-- start Recorded data --
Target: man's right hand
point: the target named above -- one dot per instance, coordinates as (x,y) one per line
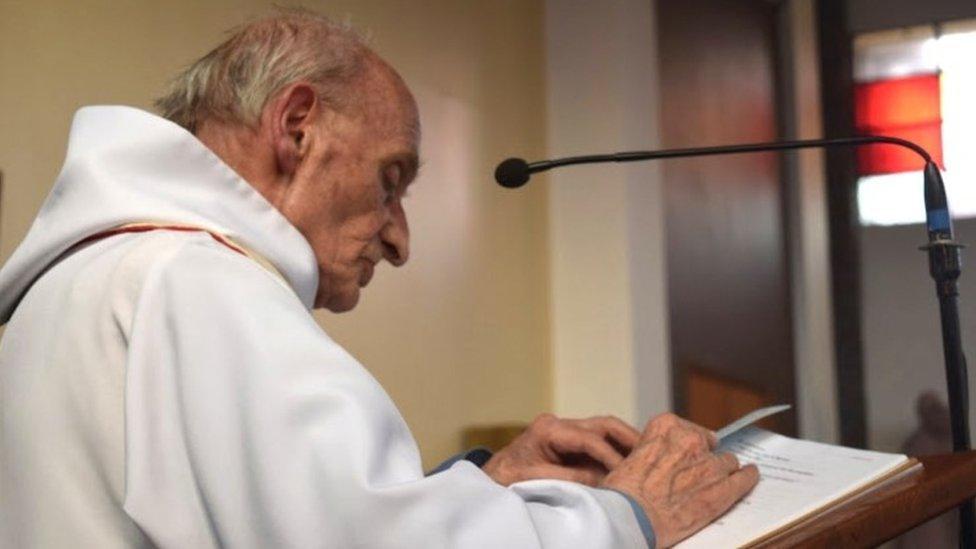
(681,484)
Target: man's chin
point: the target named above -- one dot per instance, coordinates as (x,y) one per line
(339,303)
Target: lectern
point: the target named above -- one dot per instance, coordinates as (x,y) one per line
(943,482)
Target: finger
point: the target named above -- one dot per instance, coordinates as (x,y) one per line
(619,431)
(709,470)
(582,475)
(571,439)
(709,435)
(718,497)
(668,423)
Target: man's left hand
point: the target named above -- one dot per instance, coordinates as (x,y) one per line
(579,450)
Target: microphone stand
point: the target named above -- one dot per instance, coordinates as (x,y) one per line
(943,254)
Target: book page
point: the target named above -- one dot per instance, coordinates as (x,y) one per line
(797,477)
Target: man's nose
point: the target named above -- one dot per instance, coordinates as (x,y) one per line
(396,238)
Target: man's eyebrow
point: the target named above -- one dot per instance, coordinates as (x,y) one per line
(410,162)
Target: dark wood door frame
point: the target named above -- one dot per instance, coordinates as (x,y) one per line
(837,92)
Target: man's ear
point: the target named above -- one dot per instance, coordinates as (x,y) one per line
(292,116)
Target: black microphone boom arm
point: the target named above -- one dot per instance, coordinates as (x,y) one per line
(943,252)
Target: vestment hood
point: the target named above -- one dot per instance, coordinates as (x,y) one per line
(125,165)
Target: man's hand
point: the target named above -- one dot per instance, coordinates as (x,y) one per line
(582,450)
(676,478)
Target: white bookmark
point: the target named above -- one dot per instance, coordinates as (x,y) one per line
(749,419)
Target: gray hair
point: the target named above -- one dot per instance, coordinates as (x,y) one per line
(233,82)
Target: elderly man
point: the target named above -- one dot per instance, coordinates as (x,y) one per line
(163,383)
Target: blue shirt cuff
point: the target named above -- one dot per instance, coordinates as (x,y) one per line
(642,519)
(478,456)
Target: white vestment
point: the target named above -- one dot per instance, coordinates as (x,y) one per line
(161,389)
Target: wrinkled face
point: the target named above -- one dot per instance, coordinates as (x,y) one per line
(349,189)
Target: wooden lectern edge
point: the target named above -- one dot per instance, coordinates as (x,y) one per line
(909,468)
(888,509)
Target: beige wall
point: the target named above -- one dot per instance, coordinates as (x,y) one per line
(607,236)
(459,335)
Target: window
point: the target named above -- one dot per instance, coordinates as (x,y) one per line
(920,84)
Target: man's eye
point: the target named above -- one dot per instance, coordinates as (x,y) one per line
(391,181)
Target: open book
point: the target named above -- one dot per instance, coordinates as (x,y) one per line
(798,480)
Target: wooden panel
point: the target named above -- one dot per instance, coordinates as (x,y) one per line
(714,401)
(837,95)
(727,265)
(883,514)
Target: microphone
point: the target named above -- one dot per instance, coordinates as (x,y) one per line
(512,173)
(943,253)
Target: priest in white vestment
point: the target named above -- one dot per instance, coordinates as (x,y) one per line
(163,383)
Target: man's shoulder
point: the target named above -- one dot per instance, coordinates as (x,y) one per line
(129,265)
(199,257)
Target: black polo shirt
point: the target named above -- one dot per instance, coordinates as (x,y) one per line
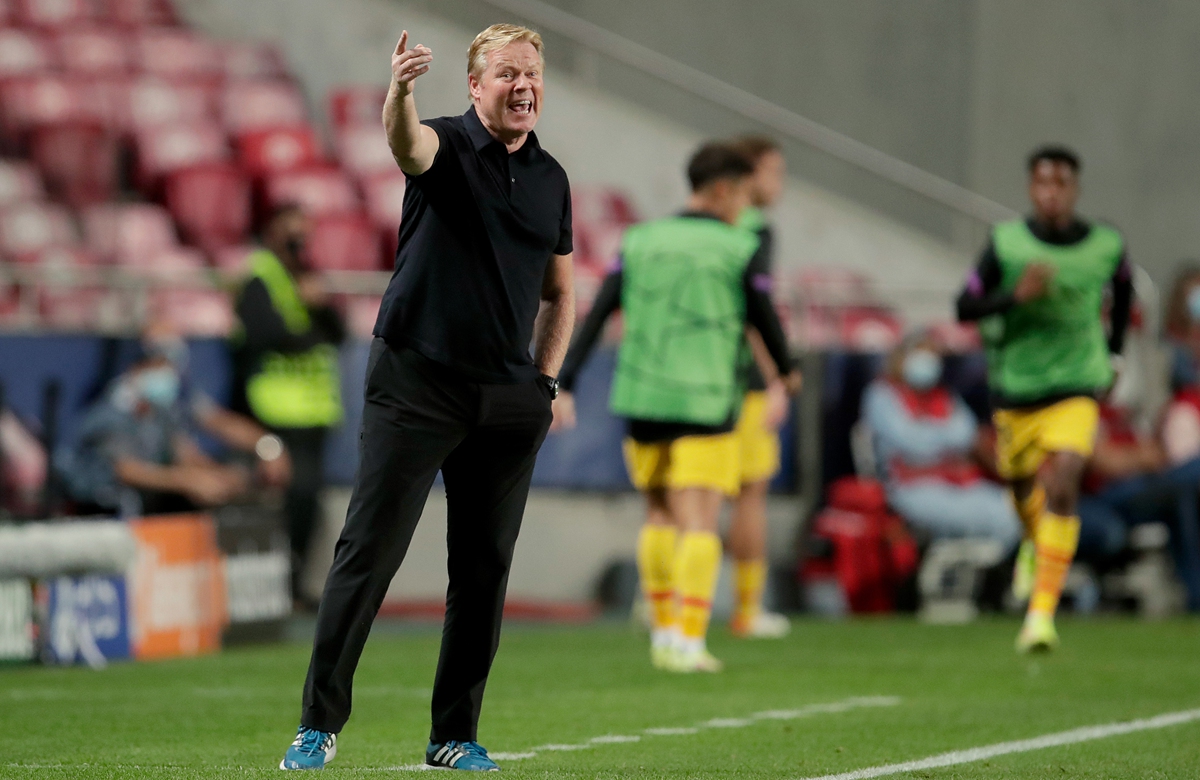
(477,233)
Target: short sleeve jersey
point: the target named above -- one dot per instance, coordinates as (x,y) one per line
(477,233)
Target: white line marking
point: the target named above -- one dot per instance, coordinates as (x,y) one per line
(1085,733)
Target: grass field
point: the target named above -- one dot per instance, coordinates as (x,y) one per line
(232,715)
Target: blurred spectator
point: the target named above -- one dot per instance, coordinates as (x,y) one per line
(133,455)
(1129,483)
(924,437)
(286,365)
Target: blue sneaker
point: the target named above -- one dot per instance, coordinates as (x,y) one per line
(460,755)
(311,750)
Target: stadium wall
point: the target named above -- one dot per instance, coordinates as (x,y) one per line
(600,136)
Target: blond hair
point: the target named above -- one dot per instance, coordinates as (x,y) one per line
(497,37)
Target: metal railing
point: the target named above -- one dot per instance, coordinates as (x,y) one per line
(757,109)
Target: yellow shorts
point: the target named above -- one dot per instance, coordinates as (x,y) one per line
(690,461)
(757,444)
(1024,438)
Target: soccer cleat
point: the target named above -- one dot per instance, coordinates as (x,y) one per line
(311,750)
(688,661)
(1037,635)
(763,625)
(460,755)
(1025,570)
(664,657)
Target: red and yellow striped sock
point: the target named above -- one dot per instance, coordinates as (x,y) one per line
(655,567)
(697,567)
(1030,509)
(1056,539)
(749,581)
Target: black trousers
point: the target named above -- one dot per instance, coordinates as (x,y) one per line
(419,418)
(301,501)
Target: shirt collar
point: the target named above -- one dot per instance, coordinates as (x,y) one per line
(480,138)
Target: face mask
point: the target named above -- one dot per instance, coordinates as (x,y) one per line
(160,387)
(922,369)
(1194,304)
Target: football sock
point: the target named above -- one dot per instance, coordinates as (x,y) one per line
(655,567)
(697,565)
(749,580)
(1056,539)
(1030,509)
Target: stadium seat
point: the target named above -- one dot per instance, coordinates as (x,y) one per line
(364,150)
(94,51)
(195,312)
(318,191)
(262,151)
(19,181)
(141,12)
(261,103)
(45,100)
(131,105)
(30,227)
(175,53)
(384,195)
(24,53)
(169,148)
(233,261)
(129,234)
(210,204)
(360,105)
(77,160)
(253,61)
(343,243)
(53,13)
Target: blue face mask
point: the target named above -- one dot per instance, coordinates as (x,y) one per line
(1194,304)
(922,369)
(160,387)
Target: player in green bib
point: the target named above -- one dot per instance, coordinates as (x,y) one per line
(688,287)
(1038,294)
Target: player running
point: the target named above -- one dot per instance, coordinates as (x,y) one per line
(1038,294)
(688,286)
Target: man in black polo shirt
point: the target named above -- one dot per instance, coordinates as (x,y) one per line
(484,268)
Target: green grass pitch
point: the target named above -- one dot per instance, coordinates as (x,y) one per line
(232,715)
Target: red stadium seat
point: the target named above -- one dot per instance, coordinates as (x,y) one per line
(30,227)
(384,195)
(233,261)
(77,160)
(169,148)
(141,12)
(94,51)
(19,181)
(253,61)
(360,105)
(262,151)
(195,312)
(318,191)
(177,53)
(261,103)
(364,150)
(53,13)
(46,100)
(129,234)
(343,243)
(24,53)
(210,205)
(132,105)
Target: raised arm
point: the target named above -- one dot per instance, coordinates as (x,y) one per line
(413,144)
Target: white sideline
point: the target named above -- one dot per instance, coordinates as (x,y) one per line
(1085,733)
(809,711)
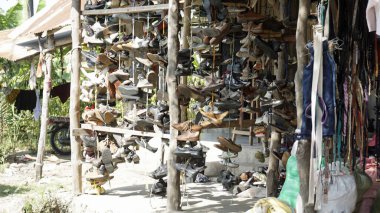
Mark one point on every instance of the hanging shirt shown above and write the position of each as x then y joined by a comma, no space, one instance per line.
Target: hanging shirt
62,91
38,109
373,16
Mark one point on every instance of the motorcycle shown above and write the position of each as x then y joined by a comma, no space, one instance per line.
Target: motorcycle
60,135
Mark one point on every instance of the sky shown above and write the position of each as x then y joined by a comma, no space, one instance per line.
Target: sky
6,4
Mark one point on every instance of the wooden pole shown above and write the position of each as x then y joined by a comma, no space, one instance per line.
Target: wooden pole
273,164
273,174
303,151
74,98
173,190
45,105
186,21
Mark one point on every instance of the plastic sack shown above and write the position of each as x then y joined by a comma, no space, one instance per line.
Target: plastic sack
291,186
270,205
363,183
341,195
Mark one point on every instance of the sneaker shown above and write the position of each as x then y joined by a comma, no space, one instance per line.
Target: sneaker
143,83
159,188
227,155
188,136
229,163
160,172
107,160
144,144
148,63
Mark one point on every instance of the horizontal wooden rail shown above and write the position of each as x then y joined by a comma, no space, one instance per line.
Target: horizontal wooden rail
117,130
125,10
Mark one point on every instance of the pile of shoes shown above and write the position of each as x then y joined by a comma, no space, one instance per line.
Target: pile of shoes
252,185
230,150
159,188
122,56
227,179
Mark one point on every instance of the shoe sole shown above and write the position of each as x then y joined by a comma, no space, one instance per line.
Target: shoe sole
107,160
229,145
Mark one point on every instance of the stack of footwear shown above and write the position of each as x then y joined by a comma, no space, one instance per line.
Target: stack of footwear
227,76
185,63
230,150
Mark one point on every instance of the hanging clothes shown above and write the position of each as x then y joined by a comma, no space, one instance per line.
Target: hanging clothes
32,77
26,100
62,91
38,109
373,16
12,95
327,101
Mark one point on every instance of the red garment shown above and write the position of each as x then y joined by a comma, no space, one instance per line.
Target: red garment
62,91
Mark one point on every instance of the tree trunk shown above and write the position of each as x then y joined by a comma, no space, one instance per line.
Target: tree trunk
74,98
273,174
45,106
273,167
28,9
185,44
173,189
303,151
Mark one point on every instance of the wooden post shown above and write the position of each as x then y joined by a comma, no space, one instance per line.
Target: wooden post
45,105
173,190
273,165
74,98
186,21
273,174
303,151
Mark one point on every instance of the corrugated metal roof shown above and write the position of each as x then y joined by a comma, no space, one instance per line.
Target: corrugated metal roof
52,17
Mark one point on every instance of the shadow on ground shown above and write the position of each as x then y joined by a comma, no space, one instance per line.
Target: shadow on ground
6,190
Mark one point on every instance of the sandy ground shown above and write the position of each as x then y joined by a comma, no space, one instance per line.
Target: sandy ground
129,191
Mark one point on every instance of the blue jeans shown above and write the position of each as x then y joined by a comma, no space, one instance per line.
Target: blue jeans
327,101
-- end Recorded data --
* [What is needed]: Repeat only the stretch of lines that opens with the line containing "Mark one point on every instance of the shadow" and closes with the final line of the entries, both included, exactly as written.

* [Output of the exercise]:
Mark one point on every instance of the shadow on ground shown above and write the position of each as x then y joined by a comma, no space, one instance per line.
Target: shadow on ground
6,190
Mark one point on every instance of the sandy ground shown above and write the position of each as x then y joined by a comma, no space, one instance per line.
Target: sandy ground
129,191
Mark one point on every instance of the blue jeans shown above and write the position of each as x then y joined by a comma, no space, one instance per line.
Target: blue jeans
327,101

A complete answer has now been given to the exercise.